Provided text:
· · · · ·
I thought of some mechanics already since the first mod I intend to do is a vault builder if I have enough time to spare next year and if my ideas are actually doable (waiting for the GECK for this...) 

 

To add some ideas:

First, I prefer one big HQ settlement instead of multiple little settlements everywhere so most of my ideas will be with this in head.

 

For starters we remove the charisma-based number limit of settlers as well as the height and stacking limit because they have no reason to exist...

 

S.P.E.C.I.A.L.

An alternative to your Skill leveling system, probably a lot more complicated to include but worth it imo.

 

We could use the special of the NPCs, the values distribued to a NPC when they spawn could be controlled (I do not know how it is distribued by the vanilla game), sometimes you could get a rare settler with good stats from different sources, for example we could make radiant quests while wandering the wasteland to save rare NPCs and recruit them.

Another example: some settlers sent to the wasteland could meet rare NPCs and bring them back with them if they have a high enough charisma stat, this would be very rare though.

Or by mission objective (see below Mission System)

 

The jobs would get a bonus from one or multiple stats:

Guard - Bonus defense multiplied by Strenght, Endurance...

Scavenger - More ressources with Perception, rarer items using Luck...

Etc...

 

You could assign a NPC to particular scripted furniture with slots where they will raise the level of the corresponding stat over time:

Strenght/Perception - Military sand bags, the NPC go behind and start to shoot his equipped weapon.

assignable instructor if Strenght/Perception for 2x bonus.

Endurance/Agility - The NPC jogg around the settlement, no actual slot limit and nothing to build.

assignable coach if 10 Endurance/Agility for 2x bonus.

Charisma/Luck - Bar, they drink beer and other alcools and they chat and say random shit.
· · · · ·
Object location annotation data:
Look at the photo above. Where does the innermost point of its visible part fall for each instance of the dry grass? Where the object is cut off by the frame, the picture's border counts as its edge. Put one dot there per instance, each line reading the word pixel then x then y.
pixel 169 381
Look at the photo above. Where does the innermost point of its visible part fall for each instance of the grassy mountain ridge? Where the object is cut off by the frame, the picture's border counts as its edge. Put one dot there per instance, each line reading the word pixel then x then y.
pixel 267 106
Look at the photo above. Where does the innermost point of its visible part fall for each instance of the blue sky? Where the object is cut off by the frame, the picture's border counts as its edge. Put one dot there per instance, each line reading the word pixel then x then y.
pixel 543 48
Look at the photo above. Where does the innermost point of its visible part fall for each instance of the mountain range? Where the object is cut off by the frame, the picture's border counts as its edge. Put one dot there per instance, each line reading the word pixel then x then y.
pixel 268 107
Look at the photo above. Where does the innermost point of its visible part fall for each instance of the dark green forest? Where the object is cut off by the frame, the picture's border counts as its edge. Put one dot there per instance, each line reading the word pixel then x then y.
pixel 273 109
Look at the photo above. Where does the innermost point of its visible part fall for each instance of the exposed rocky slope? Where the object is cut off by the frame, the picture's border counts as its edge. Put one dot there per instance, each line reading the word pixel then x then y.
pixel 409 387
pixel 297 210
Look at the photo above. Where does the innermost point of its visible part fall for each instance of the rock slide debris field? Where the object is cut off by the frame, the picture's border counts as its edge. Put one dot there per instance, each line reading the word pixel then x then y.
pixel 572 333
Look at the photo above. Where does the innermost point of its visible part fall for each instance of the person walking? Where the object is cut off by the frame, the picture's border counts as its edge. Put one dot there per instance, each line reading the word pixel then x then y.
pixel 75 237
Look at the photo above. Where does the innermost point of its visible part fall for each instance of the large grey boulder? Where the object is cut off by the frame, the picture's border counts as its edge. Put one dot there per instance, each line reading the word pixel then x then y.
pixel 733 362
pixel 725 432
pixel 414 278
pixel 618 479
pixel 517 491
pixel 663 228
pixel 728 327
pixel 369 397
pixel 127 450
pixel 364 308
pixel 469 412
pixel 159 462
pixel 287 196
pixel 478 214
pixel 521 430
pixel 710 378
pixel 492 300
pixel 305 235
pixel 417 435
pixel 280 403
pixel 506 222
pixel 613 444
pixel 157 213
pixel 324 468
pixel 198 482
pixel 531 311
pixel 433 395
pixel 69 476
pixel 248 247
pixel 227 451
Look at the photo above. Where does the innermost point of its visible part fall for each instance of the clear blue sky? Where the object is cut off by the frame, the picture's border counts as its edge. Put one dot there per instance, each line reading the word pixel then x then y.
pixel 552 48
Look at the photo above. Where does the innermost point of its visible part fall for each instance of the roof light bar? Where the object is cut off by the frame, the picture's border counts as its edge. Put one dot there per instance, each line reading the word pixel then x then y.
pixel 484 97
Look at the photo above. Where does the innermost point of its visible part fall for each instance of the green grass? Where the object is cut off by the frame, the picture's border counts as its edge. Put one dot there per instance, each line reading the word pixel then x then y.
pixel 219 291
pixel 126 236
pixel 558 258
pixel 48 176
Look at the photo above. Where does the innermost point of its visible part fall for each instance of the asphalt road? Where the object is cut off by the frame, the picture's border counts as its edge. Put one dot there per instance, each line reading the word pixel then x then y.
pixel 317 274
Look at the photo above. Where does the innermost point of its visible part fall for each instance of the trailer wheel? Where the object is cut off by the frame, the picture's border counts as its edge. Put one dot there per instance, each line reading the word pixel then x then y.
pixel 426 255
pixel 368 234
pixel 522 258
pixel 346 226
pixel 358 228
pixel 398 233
· · · · ·
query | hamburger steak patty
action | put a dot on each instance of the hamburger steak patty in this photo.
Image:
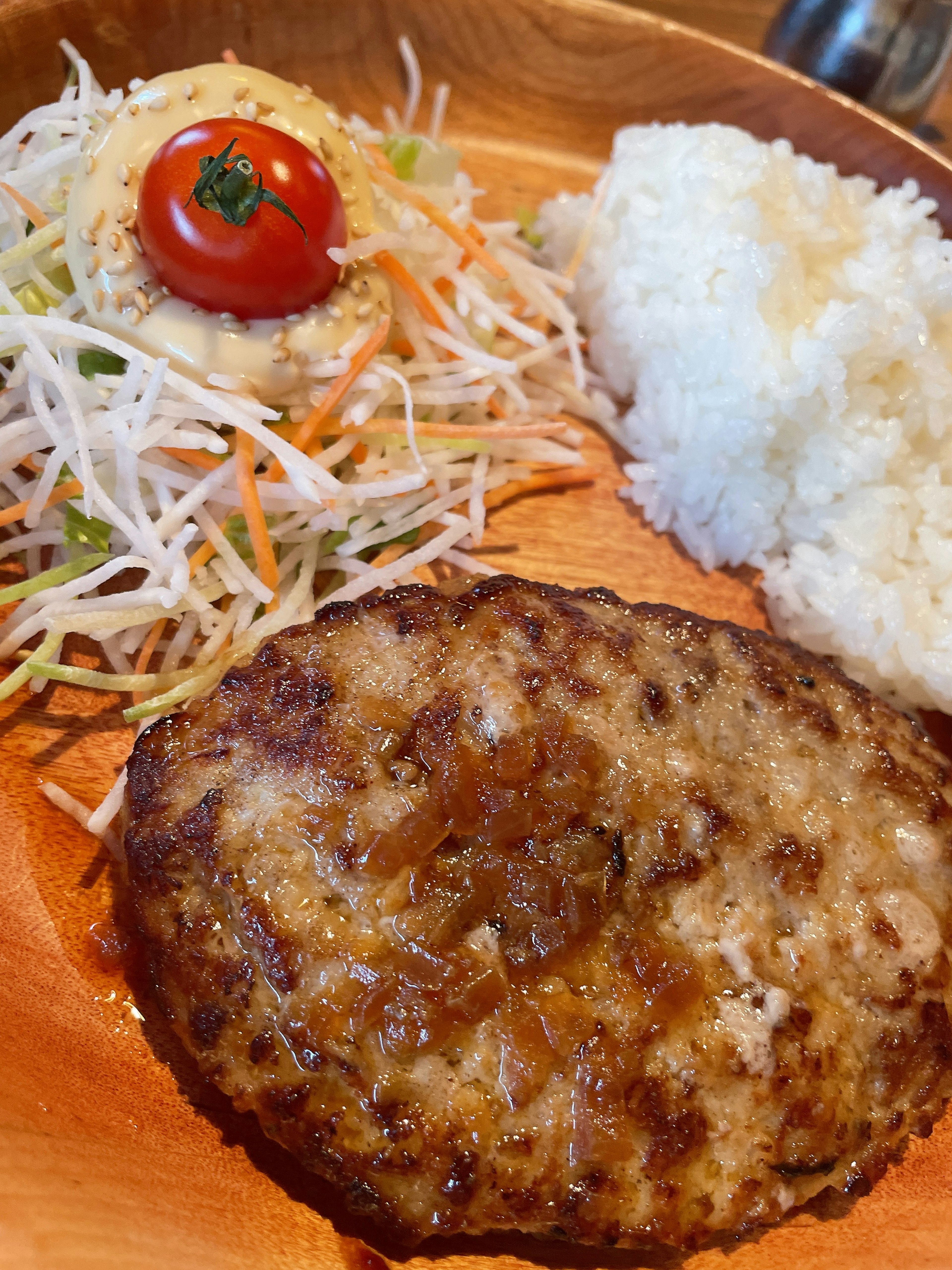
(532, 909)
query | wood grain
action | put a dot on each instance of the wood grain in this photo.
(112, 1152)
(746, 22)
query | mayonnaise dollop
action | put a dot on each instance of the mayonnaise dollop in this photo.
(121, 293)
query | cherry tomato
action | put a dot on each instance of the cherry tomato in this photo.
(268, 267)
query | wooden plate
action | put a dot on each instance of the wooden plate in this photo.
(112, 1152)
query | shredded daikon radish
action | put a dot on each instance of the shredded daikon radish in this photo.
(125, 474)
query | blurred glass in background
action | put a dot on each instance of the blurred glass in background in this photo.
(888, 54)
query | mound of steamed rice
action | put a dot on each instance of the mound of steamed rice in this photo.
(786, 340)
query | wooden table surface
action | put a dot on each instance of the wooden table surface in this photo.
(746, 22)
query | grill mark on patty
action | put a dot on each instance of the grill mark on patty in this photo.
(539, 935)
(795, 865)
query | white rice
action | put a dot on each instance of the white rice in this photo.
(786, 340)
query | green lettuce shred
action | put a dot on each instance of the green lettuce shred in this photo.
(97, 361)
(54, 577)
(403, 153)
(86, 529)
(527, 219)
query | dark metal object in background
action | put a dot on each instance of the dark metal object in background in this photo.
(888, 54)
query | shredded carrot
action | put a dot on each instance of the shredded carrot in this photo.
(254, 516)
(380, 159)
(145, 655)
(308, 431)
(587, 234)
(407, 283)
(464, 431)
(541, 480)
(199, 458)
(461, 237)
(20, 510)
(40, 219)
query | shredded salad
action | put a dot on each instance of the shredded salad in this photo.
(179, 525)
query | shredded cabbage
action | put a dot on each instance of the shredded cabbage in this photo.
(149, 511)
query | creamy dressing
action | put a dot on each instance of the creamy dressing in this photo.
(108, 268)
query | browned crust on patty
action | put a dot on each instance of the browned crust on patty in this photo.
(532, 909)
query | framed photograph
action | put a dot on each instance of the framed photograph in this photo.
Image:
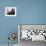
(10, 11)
· · · · ·
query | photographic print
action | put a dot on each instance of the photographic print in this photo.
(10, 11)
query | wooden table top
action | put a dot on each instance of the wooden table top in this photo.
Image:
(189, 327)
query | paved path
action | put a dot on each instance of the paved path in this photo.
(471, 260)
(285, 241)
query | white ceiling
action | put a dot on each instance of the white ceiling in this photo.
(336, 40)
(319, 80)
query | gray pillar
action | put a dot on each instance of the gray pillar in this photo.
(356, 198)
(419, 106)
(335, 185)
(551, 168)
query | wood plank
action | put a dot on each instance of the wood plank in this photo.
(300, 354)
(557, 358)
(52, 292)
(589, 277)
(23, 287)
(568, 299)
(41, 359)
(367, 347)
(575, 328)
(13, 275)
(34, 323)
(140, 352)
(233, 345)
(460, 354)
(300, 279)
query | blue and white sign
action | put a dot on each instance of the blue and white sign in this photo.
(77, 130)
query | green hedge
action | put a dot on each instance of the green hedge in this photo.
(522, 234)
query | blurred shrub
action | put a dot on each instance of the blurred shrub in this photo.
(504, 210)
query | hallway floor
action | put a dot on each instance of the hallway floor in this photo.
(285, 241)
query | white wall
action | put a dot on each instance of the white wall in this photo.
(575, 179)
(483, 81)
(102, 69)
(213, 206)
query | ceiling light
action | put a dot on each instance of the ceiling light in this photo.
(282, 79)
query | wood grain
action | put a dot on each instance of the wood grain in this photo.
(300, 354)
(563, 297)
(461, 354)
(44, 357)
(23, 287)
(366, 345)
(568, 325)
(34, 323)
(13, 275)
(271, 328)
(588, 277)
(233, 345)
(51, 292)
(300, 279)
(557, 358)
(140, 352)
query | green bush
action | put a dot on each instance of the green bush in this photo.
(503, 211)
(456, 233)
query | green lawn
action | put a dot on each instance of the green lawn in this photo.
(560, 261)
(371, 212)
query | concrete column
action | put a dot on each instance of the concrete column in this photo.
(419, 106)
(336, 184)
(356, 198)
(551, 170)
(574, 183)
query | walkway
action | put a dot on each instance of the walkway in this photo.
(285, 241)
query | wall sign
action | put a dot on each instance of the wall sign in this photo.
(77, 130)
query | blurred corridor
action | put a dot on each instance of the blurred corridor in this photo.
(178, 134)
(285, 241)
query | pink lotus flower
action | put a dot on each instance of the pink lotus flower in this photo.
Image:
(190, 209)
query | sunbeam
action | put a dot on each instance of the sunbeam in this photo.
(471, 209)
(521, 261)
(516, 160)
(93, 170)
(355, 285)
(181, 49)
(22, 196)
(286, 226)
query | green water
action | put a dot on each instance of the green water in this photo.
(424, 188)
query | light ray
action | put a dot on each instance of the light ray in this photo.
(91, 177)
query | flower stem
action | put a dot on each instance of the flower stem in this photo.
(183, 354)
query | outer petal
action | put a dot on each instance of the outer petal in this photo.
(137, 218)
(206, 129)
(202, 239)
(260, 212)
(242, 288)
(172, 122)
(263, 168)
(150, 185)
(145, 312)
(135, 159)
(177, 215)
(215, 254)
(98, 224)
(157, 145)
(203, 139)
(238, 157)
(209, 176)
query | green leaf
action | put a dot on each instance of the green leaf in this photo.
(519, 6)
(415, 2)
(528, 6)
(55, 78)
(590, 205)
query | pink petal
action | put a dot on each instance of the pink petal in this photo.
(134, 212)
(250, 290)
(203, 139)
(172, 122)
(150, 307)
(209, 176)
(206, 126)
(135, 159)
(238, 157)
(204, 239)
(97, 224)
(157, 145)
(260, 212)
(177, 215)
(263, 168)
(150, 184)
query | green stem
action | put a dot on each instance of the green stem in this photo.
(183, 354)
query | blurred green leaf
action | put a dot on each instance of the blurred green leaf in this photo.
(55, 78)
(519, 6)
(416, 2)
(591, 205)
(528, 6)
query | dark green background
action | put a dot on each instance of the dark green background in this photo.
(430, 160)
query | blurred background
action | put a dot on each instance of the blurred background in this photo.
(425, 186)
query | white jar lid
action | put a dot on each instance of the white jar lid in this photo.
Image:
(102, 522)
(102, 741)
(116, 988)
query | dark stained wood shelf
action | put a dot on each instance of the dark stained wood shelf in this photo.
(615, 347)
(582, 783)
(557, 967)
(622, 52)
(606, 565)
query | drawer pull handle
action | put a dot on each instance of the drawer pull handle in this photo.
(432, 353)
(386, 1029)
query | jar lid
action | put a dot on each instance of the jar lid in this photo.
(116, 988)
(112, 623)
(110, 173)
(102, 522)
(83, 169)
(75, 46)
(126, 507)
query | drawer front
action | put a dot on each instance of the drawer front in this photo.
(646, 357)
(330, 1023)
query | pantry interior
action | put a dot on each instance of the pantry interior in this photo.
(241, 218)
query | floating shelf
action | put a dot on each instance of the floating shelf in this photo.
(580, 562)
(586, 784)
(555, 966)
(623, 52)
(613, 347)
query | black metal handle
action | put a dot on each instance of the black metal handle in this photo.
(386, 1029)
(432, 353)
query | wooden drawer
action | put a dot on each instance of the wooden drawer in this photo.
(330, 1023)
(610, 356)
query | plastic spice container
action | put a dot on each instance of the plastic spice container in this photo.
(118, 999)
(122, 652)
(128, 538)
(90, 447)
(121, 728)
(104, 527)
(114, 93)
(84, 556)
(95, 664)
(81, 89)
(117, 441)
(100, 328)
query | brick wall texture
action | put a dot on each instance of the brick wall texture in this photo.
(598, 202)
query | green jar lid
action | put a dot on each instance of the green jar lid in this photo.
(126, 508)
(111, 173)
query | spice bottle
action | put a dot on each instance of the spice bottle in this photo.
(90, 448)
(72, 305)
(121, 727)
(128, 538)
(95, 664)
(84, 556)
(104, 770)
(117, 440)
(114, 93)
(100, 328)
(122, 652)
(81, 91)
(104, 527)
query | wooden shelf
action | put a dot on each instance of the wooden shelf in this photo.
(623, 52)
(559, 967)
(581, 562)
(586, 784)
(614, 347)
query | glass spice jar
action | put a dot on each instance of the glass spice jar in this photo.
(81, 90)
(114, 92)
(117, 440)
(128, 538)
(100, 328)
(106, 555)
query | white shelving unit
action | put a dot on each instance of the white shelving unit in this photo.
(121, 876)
· · · · ·
Exercise tasks:
1. Retype the settlement mod ideas from "To add some" to "S.P.E.C.I.A.L.", keeping every word the same.
2. Rewrite only the entries from the line with "the dry grass?" to the line with "pixel 169 381", replacing "dry grass" with "withered grass" and changing nothing else.

Answer list:
1.
To add some ideas:

First, I prefer one big HQ settlement instead of multiple little settlements everywhere so most of my ideas will be with this in head.

 

For starters we remove the charisma-based number limit of settlers as well as the height and stacking limit because they have no reason to exist...

 

S.P.E.C.I.A.L.

2.
Look at the photo above. Where does the innermost point of its visible part fall for each instance of the withered grass? Where the object is cut off by the frame, the picture's border counts as its edge. Put one dot there per instance, each line reading the word pixel then x then y.
pixel 169 381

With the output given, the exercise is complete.